ENTRIES SHOWN

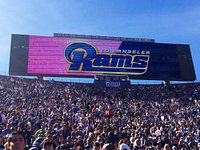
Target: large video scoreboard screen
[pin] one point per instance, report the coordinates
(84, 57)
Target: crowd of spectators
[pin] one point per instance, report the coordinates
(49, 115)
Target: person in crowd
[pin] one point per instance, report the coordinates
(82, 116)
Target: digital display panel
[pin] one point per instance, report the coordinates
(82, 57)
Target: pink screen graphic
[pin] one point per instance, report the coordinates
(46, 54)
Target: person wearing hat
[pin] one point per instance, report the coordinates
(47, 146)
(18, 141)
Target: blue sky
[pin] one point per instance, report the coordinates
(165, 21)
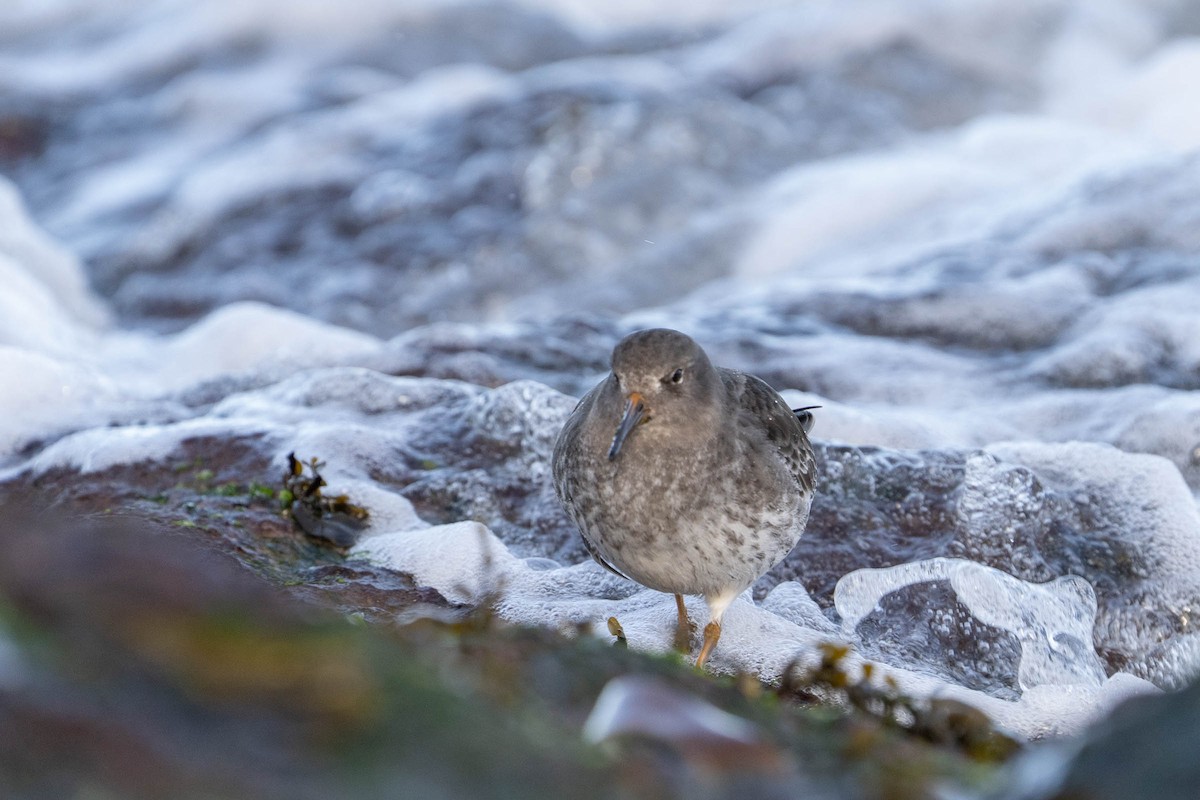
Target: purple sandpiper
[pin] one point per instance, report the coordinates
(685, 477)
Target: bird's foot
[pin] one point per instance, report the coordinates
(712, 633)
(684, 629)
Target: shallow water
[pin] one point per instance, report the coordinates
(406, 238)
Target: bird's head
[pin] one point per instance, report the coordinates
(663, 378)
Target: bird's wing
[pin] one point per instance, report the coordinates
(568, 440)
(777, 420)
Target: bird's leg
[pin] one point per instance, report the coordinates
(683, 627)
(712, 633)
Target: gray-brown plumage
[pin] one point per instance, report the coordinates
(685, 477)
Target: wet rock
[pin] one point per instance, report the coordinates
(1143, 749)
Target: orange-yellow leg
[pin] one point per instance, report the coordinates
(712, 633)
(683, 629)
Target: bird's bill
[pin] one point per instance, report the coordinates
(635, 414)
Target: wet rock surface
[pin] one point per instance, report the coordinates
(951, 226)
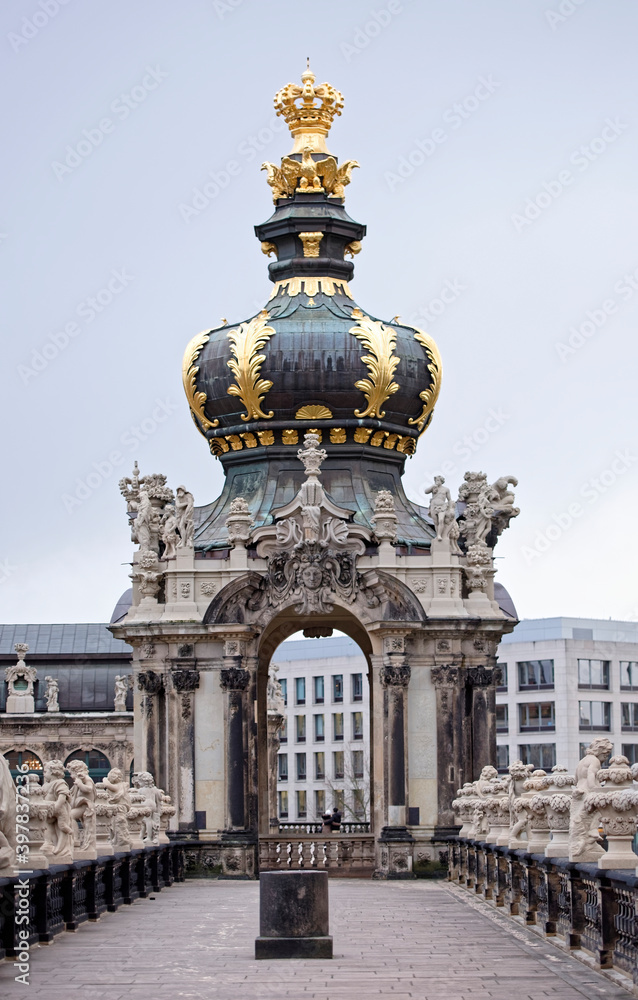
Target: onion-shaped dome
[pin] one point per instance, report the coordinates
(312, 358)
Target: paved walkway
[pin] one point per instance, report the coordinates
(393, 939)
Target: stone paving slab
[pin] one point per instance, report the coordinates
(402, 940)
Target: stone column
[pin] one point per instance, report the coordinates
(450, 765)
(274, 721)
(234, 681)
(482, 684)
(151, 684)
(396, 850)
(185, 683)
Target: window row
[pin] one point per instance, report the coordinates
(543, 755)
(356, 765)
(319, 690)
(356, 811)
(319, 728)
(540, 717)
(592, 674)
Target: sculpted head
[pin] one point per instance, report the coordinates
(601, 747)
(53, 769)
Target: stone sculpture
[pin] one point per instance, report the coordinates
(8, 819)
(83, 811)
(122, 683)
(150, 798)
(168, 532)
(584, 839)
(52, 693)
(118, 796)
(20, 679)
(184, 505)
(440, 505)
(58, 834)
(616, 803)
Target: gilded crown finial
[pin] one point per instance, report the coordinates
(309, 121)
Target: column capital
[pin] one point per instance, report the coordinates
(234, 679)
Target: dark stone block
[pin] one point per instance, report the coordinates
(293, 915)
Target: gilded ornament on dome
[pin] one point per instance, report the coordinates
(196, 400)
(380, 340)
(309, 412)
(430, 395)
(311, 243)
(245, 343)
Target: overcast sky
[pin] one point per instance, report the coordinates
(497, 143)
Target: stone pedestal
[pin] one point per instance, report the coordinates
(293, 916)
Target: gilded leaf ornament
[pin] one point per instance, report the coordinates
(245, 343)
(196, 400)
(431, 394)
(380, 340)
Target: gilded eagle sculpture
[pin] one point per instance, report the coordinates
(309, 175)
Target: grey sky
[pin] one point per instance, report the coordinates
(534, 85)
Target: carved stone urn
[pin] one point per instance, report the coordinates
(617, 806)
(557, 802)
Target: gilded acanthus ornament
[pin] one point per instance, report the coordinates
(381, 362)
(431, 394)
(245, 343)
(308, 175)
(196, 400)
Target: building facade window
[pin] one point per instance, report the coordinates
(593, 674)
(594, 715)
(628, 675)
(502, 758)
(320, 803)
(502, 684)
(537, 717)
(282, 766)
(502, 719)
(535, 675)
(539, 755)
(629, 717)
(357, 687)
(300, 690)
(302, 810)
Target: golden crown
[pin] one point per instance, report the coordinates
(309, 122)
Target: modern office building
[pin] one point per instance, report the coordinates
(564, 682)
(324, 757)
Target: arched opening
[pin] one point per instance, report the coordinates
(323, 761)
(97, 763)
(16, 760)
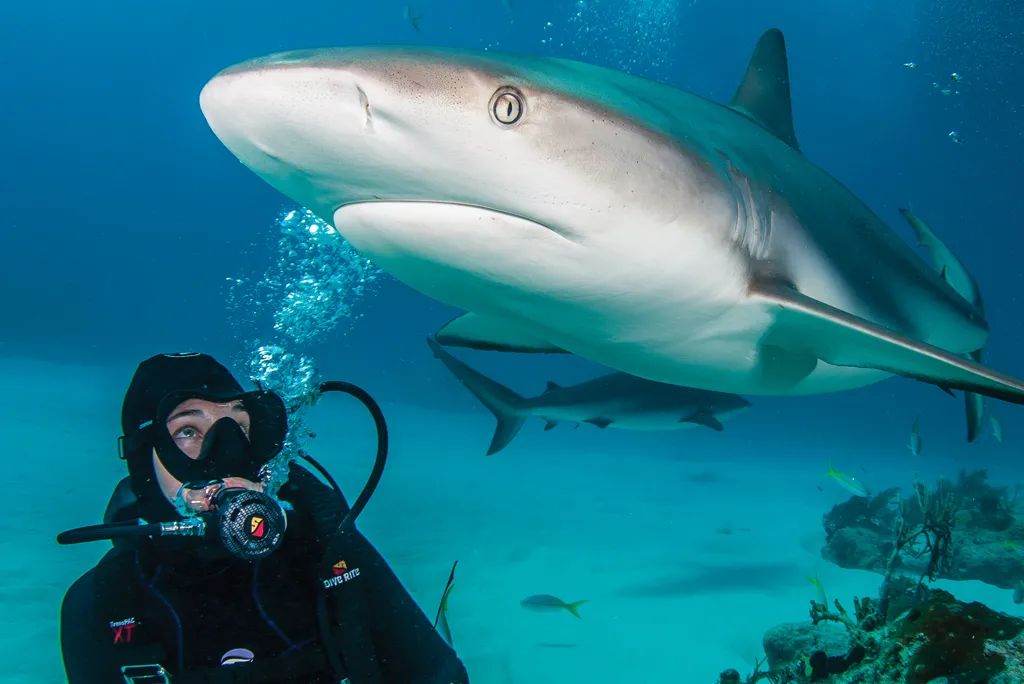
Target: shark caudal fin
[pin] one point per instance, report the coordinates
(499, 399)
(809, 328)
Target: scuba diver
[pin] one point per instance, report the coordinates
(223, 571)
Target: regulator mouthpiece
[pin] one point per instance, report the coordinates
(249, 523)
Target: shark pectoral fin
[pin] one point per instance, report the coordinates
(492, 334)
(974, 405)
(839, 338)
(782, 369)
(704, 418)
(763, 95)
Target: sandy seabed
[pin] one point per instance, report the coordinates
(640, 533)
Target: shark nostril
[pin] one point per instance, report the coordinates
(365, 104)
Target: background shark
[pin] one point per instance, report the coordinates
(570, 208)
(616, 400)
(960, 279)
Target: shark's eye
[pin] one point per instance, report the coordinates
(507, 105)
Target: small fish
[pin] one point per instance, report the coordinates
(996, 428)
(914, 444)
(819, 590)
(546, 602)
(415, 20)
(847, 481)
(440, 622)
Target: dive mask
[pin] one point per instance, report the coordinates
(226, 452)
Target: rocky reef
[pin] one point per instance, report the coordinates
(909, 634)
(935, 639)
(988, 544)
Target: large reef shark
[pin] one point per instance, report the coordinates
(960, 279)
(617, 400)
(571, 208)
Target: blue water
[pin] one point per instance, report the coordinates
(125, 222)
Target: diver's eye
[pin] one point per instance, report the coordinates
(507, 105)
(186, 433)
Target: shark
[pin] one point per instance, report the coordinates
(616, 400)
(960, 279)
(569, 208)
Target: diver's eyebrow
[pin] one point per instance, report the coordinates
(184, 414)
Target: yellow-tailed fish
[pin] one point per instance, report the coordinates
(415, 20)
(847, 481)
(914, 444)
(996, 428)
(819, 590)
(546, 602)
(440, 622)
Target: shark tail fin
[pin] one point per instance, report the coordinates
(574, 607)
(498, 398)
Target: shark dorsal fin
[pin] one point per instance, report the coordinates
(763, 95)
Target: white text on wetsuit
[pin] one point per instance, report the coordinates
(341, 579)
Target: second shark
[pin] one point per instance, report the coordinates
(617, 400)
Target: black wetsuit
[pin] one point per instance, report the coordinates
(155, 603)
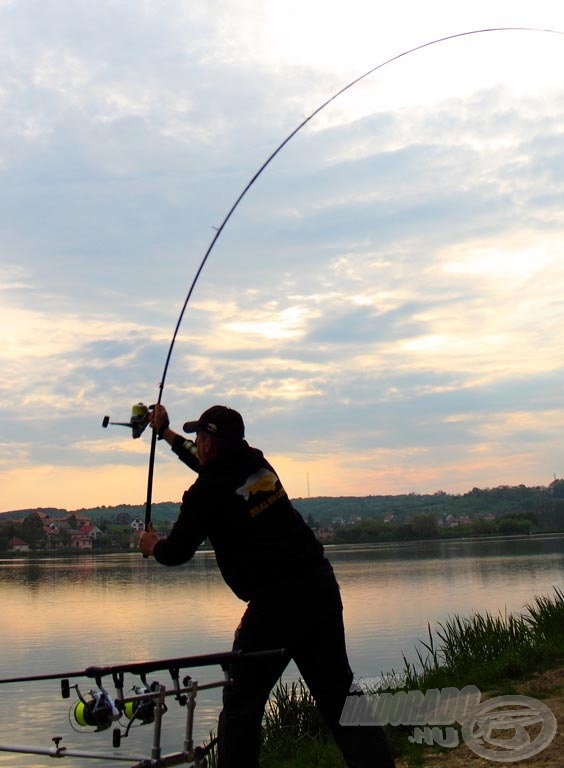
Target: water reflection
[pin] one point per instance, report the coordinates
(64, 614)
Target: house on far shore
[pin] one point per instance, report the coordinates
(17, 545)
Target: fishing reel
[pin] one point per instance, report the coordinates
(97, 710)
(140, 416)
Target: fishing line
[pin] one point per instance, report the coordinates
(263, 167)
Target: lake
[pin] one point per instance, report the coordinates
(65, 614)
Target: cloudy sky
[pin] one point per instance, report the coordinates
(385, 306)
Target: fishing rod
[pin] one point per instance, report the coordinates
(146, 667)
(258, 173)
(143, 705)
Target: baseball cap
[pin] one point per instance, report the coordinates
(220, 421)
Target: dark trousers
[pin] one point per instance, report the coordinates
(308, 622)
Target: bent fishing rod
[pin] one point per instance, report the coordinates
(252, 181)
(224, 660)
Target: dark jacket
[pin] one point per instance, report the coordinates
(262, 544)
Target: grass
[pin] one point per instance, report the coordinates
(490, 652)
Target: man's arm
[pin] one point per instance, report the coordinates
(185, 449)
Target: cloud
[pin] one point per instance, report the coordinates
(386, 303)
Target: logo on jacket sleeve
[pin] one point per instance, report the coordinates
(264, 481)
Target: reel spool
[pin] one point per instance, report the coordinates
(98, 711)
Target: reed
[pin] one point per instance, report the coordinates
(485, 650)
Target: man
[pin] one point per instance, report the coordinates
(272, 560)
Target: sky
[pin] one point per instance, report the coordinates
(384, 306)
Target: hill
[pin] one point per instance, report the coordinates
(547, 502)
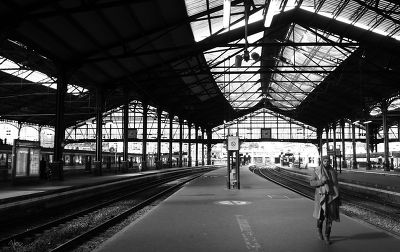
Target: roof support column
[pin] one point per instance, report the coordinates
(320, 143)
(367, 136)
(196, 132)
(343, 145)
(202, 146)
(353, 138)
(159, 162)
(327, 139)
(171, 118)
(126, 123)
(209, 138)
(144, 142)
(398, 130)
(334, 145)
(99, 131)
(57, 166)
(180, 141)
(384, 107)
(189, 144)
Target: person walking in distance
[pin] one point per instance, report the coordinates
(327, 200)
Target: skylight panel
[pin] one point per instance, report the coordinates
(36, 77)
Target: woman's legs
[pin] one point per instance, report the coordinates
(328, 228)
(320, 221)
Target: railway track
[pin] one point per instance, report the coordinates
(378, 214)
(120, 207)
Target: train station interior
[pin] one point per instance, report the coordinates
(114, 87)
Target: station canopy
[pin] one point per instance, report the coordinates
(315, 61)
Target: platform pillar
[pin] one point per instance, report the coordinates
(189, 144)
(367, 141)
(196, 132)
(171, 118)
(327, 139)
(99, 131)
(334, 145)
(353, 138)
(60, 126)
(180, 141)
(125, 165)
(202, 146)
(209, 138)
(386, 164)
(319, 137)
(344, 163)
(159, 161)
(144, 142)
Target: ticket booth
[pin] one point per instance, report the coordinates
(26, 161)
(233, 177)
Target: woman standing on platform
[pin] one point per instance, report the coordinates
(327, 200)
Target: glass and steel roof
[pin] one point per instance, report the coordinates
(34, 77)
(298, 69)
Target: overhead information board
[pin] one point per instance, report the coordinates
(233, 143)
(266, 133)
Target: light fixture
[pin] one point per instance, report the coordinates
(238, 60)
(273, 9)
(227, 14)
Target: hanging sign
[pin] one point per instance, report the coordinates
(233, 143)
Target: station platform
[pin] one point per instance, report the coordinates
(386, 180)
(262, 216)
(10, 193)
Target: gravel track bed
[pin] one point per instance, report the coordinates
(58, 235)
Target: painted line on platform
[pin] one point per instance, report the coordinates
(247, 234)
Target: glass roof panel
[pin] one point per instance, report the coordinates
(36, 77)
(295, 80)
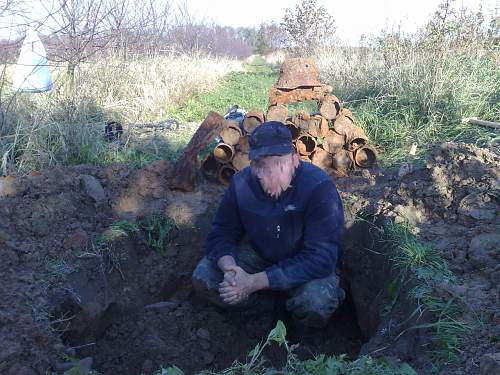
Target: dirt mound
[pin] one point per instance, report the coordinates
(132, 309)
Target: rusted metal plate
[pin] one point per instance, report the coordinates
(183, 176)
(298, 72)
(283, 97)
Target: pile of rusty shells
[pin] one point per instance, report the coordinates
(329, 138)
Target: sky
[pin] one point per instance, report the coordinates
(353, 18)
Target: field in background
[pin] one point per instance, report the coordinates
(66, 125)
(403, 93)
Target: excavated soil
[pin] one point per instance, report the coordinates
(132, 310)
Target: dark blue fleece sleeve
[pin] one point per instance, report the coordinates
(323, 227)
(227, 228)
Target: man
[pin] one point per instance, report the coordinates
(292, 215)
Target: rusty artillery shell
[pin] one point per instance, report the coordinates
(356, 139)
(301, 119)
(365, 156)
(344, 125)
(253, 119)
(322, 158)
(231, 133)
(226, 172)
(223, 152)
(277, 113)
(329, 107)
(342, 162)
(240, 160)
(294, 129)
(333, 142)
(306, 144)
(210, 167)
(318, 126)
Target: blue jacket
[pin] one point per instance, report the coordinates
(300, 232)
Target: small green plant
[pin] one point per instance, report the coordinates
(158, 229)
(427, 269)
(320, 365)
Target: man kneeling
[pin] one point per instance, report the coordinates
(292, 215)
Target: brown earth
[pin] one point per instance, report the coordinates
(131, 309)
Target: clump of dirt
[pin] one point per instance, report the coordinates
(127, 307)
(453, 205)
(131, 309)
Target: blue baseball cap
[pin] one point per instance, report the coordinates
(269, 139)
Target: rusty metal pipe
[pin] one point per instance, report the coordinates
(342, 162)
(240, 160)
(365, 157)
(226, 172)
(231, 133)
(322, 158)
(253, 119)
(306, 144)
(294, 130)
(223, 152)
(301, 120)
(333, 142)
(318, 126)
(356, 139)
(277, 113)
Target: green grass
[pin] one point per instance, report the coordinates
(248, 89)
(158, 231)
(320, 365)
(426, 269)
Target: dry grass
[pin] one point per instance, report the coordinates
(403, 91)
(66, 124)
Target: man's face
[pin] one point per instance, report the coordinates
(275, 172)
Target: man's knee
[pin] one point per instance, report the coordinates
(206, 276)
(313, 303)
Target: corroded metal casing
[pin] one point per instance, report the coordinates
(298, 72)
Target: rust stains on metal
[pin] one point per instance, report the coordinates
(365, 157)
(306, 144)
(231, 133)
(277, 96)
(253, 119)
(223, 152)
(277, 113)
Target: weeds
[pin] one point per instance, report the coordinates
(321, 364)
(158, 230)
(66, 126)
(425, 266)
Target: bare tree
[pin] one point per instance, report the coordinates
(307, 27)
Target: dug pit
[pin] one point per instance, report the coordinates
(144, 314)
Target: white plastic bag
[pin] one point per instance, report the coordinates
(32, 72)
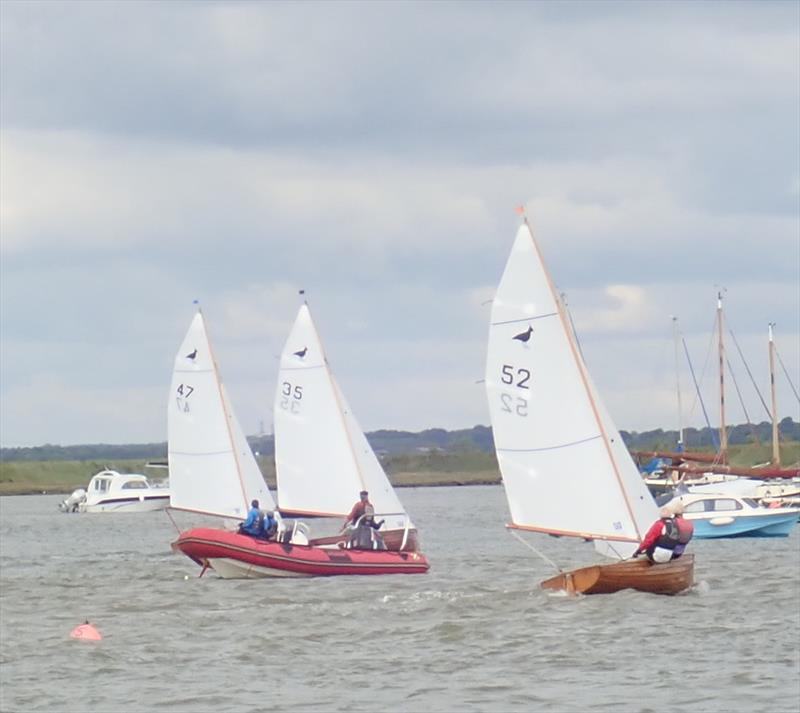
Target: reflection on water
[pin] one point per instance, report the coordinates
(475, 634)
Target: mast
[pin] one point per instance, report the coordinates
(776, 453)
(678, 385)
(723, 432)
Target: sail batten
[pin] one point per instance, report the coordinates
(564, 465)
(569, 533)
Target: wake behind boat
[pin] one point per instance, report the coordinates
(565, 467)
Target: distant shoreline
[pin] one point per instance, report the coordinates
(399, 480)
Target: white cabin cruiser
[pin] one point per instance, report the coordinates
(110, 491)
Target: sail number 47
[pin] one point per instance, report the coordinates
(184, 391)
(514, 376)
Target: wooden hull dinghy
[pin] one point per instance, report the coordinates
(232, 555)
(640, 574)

REQUIRED WORK
Copy the material from the line containing "Target: distant shoreline" through the end, replacing "dinghy" with "rowboat" and leaving everything else unchanged.

EXERCISE ANSWER
Target: distant shoreline
[pin] one point per instance, report the coordinates
(399, 480)
Target: white cabin cruiser
[pin] one point per instance, report the coordinates
(110, 491)
Target: sail number 47
[pin] one point per instance, report the coordinates
(184, 391)
(514, 376)
Target: wooden hull rowboat
[pin] one point per instance, report the coordinates
(232, 555)
(640, 574)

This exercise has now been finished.